_What you are asked to do_.
Find every line in the records below that contains the string "road", matching case exactly, and copy each of those lines.

[Entries from a dataset]
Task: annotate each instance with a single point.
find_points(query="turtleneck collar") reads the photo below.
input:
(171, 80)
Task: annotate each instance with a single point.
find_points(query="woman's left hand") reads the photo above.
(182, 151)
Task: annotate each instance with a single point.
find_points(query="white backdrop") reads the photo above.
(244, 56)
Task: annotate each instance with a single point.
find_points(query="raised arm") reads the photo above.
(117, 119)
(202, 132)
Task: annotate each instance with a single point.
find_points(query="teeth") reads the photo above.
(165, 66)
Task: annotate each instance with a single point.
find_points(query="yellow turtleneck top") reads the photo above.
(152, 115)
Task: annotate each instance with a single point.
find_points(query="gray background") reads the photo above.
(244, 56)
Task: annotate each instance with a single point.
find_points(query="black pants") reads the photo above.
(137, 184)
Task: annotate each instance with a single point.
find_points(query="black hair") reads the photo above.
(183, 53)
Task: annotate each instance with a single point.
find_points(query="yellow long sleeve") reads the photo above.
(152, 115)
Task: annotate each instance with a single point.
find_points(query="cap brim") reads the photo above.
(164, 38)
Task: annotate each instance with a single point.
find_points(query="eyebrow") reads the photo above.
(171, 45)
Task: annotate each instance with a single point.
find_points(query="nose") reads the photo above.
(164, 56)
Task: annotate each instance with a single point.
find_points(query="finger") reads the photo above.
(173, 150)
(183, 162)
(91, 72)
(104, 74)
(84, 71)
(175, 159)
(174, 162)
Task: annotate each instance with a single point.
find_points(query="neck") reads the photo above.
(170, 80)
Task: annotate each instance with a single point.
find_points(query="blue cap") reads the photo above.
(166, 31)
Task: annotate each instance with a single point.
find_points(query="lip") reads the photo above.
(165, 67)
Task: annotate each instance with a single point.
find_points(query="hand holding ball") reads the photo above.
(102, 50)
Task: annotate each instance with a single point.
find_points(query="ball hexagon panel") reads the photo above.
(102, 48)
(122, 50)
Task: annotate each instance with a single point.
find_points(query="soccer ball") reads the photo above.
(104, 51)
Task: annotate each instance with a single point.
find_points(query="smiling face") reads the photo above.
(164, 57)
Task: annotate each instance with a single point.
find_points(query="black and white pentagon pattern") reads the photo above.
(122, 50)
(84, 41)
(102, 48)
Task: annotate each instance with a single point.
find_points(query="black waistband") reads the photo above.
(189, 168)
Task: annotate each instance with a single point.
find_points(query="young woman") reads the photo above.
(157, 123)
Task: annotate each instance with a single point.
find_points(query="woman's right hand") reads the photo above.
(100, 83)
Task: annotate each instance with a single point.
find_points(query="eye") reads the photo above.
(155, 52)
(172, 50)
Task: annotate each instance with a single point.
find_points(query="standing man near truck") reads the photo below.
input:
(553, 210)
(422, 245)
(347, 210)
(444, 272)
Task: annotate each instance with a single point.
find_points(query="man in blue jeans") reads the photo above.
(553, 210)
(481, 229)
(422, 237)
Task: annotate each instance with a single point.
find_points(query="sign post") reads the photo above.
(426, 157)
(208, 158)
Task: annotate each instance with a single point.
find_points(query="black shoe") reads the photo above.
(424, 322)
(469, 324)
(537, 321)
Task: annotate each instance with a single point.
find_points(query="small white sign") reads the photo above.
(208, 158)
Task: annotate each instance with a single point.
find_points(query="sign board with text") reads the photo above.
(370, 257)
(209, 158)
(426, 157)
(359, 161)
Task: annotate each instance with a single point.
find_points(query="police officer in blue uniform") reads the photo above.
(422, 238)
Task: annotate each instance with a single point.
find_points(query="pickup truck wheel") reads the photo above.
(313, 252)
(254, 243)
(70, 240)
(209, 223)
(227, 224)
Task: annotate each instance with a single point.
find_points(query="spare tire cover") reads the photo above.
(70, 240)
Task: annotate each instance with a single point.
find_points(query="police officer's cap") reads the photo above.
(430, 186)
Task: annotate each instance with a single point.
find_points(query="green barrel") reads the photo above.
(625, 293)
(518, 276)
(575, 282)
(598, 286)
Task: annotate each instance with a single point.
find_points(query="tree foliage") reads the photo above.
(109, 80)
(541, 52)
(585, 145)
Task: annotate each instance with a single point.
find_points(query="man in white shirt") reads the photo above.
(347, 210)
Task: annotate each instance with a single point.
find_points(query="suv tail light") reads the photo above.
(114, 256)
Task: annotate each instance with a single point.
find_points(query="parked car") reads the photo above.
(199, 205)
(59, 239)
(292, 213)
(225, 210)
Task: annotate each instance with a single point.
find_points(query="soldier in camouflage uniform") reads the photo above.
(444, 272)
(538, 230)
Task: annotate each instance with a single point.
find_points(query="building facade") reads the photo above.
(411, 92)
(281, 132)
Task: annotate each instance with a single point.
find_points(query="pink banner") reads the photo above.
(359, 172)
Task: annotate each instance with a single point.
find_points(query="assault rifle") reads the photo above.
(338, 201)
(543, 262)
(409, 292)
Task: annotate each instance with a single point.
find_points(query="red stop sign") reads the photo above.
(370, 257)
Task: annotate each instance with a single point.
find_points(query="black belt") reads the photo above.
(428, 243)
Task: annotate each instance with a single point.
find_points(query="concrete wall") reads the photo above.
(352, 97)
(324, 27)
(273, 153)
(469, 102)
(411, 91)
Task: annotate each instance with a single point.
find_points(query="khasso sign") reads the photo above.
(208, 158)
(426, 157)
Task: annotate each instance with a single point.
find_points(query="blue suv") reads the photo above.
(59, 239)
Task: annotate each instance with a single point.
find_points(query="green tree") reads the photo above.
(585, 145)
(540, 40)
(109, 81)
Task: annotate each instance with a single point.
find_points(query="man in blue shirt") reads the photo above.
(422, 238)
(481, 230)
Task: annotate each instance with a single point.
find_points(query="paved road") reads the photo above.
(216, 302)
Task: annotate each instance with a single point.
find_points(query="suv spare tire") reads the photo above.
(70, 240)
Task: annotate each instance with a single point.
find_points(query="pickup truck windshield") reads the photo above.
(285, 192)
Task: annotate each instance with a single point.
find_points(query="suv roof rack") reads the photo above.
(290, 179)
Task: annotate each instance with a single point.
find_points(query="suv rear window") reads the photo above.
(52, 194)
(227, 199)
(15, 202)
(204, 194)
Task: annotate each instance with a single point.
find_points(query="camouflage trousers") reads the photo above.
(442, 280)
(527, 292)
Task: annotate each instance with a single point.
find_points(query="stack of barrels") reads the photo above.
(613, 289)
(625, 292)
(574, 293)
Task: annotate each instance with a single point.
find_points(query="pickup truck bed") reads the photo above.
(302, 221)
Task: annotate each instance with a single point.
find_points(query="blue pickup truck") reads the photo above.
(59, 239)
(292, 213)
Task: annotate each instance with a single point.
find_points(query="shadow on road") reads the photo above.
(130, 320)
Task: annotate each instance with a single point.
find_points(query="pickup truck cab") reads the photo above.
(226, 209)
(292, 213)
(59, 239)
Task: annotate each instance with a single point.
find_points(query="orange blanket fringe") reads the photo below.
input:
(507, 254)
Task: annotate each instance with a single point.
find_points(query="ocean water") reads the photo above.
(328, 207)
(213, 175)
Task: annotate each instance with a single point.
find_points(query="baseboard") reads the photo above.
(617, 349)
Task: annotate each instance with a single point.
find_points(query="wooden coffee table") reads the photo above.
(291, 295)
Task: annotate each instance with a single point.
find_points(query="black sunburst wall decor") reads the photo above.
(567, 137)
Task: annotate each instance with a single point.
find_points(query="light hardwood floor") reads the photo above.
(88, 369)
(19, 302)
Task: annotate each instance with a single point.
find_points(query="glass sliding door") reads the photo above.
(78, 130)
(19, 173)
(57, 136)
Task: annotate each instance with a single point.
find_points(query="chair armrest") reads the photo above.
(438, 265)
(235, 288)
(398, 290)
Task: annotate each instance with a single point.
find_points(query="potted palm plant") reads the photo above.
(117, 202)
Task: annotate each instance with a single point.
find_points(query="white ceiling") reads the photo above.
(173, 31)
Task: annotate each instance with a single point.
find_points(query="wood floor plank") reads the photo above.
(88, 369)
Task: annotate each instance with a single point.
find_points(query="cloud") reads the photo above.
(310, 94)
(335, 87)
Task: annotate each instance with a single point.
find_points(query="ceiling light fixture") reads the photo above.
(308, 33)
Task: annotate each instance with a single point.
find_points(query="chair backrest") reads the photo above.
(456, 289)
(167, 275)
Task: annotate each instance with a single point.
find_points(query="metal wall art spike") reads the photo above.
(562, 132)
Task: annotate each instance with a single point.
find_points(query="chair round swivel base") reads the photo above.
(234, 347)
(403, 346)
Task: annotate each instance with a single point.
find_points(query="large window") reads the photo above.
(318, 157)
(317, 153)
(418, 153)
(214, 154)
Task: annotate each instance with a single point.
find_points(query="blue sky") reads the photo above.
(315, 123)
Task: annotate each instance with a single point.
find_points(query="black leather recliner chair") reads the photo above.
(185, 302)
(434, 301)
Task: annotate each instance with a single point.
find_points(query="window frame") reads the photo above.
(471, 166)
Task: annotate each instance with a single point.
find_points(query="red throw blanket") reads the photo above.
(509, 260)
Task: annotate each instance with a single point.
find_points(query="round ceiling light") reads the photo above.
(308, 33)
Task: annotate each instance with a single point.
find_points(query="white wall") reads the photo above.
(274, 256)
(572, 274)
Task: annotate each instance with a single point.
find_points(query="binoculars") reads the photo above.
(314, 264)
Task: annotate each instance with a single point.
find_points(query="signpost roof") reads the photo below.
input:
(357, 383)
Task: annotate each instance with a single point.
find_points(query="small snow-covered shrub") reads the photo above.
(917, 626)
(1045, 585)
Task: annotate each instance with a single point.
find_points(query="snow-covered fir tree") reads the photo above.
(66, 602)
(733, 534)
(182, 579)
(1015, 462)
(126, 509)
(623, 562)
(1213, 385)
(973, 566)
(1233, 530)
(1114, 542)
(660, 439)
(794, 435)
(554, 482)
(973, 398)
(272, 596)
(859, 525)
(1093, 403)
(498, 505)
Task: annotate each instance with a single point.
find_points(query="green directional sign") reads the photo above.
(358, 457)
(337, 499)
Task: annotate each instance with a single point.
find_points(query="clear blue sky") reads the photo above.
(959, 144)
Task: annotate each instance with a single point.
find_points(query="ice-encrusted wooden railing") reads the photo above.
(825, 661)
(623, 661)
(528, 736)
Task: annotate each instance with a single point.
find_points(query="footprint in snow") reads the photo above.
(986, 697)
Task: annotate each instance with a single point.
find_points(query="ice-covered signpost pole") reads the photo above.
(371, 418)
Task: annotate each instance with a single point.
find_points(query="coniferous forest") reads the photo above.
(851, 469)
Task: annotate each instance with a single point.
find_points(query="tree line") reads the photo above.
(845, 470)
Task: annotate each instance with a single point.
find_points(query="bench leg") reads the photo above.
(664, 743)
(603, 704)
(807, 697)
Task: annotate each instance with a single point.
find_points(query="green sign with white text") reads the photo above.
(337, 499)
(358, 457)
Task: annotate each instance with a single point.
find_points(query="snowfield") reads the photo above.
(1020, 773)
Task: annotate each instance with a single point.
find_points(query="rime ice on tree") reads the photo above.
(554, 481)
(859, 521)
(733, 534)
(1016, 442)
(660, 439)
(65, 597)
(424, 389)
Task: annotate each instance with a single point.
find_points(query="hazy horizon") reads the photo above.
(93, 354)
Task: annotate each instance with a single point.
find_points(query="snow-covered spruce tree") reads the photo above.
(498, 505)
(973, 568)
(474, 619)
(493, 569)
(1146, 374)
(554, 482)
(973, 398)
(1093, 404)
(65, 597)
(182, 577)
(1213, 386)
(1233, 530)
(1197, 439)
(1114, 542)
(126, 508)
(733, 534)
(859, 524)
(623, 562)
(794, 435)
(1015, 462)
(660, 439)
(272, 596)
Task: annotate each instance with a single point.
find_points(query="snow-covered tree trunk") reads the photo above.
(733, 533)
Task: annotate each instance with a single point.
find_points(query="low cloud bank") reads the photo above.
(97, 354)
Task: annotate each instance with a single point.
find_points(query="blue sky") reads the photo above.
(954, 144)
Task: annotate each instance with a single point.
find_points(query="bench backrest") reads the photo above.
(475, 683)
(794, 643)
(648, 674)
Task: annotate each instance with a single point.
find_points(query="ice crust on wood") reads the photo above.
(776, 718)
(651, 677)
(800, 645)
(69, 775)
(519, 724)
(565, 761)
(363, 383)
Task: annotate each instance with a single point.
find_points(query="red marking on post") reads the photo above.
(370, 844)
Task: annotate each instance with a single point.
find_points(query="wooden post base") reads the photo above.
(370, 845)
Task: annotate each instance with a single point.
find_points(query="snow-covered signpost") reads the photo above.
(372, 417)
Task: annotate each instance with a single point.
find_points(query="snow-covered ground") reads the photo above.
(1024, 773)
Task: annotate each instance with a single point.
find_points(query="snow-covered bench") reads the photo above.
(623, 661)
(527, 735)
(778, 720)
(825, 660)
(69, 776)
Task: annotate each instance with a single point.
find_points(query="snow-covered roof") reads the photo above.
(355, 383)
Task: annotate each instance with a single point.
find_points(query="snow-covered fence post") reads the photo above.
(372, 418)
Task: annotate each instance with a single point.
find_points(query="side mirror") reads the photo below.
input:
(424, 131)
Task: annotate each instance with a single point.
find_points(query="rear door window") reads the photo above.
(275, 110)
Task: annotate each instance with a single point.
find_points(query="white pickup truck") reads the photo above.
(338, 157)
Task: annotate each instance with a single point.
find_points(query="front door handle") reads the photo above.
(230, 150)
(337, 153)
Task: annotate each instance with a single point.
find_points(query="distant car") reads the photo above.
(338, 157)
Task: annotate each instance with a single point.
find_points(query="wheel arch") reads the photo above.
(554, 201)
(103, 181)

_Finished exercise_.
find_points(query="paved road") reads the photo above.
find_points(query="shadow on road") reads the photo above.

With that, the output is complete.